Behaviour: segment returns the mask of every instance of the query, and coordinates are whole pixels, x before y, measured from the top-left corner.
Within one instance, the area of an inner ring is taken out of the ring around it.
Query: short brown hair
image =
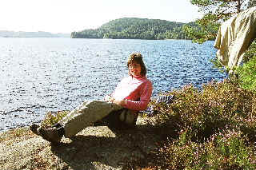
[[[142,55],[141,53],[137,53],[130,54],[130,57],[128,57],[127,67],[129,67],[129,65],[133,64],[134,62],[141,65],[141,68],[142,68],[141,75],[146,76],[146,68],[143,62]]]

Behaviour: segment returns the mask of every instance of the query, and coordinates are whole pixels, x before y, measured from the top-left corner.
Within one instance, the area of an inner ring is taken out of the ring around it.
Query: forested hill
[[[159,19],[123,18],[110,21],[98,29],[73,32],[72,38],[188,39],[182,30],[185,23]],[[189,25],[193,25],[193,22]]]

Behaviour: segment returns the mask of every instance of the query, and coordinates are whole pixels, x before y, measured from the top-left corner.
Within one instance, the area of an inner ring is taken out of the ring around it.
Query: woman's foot
[[[59,144],[62,137],[58,135],[56,128],[38,128],[37,131],[38,132],[39,136],[53,144]]]
[[[40,128],[40,126],[36,124],[33,124],[32,125],[30,126],[30,130],[36,135],[39,135],[38,132],[38,128]]]
[[[36,135],[53,144],[59,144],[62,136],[58,135],[56,128],[42,128],[38,125],[33,124],[30,126],[30,130]]]

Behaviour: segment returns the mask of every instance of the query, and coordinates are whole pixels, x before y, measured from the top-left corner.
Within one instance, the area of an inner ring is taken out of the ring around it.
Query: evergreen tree
[[[199,7],[203,17],[196,21],[196,26],[185,26],[183,30],[198,43],[214,39],[223,22],[248,7],[244,0],[190,0],[190,2]]]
------------------------------------
*Written exercise*
Duplicate the entire listing above line for line without any changes, but leave out the picture.

*The response*
Behaviour: segment returns the mask of every instance of the query, and coordinates are whole pixels, x before y, measured from the top-left corner.
Within one instance, the area of an inner ring is taken out of the ring around it.
Query: short brown hair
image =
[[[142,55],[141,53],[137,53],[130,54],[130,57],[128,57],[127,67],[129,67],[129,65],[133,64],[134,62],[141,65],[141,68],[142,68],[141,75],[146,76],[146,68],[143,62]]]

Behaviour: segment returns the mask of every instance of the query, and coordinates are whole pixels, x before y, measured from the top-left corner.
Within one instance, the area of an inner ring is taken out of the ring around it.
Query: forested hill
[[[159,19],[123,18],[110,21],[98,29],[73,32],[72,38],[188,39],[182,30],[185,23]],[[189,25],[193,25],[193,22]]]

Behaviour: segment returns the mask of every instance of the query, and coordinates are whole pixels, x before y, measured from the top-left corner.
Within one instance, the area of an inner ring is taken out of the ring around it.
Query: woman's foot
[[[59,144],[62,137],[58,135],[56,128],[38,128],[37,131],[38,132],[39,136],[53,144]]]
[[[40,128],[40,126],[36,124],[33,124],[32,125],[30,126],[30,130],[36,135],[39,135],[38,132],[38,128]]]
[[[36,135],[53,144],[59,144],[62,136],[58,135],[56,128],[42,128],[38,125],[33,124],[30,126],[30,130]]]

Behaviour: segment returns the mask of every instance of the query, and coordinates are whole pixels, x before y, measured from the top-left corner.
Within one instance, the area of an inner ring is taken out of the ring around it.
Query: evergreen tree
[[[199,7],[203,17],[196,21],[196,26],[185,26],[183,30],[198,43],[214,39],[223,22],[248,7],[244,0],[190,0],[190,2]]]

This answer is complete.